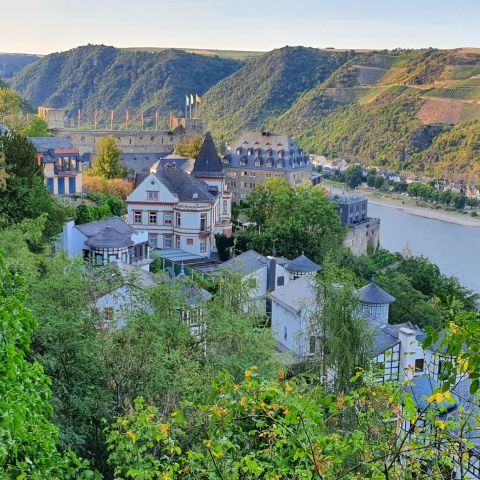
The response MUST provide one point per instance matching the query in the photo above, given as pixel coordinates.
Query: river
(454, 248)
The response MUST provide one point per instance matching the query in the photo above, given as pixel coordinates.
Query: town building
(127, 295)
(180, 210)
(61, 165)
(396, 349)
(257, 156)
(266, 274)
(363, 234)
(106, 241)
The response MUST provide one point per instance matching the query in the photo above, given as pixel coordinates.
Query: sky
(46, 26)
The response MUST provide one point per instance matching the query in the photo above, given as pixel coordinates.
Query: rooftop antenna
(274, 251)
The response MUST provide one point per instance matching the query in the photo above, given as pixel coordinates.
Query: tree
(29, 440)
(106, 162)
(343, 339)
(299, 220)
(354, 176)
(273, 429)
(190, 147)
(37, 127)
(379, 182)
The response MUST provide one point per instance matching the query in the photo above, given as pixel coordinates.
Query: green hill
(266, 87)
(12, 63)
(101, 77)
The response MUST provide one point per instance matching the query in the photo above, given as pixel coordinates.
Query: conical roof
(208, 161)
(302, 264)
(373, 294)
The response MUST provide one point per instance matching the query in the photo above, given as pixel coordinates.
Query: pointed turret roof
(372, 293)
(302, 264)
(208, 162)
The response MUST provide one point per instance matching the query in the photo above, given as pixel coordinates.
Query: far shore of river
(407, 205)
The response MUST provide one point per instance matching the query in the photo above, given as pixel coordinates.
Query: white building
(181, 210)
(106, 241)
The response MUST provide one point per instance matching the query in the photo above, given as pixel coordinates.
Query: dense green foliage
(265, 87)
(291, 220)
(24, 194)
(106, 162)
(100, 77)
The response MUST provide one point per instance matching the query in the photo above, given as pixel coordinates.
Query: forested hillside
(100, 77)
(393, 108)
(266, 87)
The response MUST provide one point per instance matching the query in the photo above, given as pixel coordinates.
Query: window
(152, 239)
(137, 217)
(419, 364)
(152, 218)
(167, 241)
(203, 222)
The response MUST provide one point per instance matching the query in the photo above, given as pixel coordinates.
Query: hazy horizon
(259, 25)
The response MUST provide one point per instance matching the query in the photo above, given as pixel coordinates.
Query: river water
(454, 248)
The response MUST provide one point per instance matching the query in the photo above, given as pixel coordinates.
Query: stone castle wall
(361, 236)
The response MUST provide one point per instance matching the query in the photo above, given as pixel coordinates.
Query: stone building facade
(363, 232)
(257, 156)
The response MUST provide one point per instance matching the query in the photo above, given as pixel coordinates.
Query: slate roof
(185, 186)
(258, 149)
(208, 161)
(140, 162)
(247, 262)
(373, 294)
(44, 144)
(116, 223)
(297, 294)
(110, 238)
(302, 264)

----

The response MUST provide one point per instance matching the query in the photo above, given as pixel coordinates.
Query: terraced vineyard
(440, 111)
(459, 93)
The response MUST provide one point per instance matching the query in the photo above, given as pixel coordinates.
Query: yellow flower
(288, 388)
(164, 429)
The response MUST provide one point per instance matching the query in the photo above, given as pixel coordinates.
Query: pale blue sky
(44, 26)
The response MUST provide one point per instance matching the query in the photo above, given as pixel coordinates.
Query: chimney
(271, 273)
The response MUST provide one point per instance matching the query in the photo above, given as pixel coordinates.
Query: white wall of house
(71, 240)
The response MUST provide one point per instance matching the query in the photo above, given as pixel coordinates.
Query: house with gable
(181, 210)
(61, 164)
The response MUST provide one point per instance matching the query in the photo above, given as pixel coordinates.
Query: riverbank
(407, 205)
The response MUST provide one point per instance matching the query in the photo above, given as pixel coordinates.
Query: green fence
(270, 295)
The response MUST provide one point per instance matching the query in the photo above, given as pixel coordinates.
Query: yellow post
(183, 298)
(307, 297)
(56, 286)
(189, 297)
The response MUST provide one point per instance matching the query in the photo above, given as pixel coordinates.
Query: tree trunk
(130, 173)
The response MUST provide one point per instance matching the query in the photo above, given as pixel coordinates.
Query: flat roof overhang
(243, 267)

----

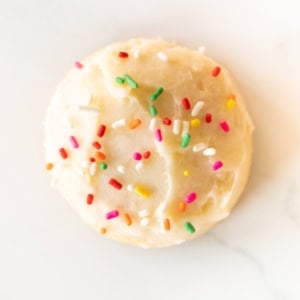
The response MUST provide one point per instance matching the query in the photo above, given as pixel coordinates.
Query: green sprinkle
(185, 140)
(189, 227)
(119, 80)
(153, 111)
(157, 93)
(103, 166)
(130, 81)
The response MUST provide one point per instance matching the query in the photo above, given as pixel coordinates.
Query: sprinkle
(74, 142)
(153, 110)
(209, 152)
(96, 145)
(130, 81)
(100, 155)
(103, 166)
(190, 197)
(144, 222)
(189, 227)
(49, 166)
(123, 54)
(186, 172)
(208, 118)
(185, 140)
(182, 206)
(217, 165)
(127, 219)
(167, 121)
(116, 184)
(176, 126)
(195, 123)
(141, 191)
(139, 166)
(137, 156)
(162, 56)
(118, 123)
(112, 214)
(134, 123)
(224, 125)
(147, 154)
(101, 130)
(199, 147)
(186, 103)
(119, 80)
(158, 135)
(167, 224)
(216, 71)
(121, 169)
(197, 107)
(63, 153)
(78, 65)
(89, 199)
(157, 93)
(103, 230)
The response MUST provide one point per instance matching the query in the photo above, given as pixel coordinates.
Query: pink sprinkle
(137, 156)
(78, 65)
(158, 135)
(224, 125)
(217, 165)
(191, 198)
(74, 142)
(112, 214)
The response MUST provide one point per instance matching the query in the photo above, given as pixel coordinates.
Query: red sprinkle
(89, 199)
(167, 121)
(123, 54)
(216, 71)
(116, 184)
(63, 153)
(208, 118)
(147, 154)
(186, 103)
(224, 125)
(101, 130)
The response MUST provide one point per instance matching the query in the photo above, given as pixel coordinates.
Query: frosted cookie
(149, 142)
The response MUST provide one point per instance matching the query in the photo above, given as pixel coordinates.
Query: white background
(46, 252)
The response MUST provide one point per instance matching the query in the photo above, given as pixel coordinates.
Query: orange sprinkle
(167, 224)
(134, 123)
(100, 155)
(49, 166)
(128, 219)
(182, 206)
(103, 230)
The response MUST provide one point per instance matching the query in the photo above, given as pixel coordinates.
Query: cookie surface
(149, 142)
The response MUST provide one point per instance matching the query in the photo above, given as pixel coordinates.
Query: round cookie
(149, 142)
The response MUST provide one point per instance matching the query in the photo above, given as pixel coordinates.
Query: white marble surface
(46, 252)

----

## Exercise task
Pick out every line of the records above that contains the word "green", and copy each such line.

## Solved problem
Query: green hill
Query: dense green foliage
Query: green fence
Query: green sprinkle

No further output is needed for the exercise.